_WHAT NEEDS TO BE DONE:_ Begin with the line that holds "One point per instance, written like point(744, 522)". Output it and all remaining lines of the material, verbatim, ending with the last.

_EXERCISE MATERIALS:_
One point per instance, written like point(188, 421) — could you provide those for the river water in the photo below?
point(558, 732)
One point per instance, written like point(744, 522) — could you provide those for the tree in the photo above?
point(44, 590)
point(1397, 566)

_EXERCISE RESULT:_
One point per instance, written like point(744, 522) — could you provide those for the tree in the photo above?
point(44, 590)
point(1397, 566)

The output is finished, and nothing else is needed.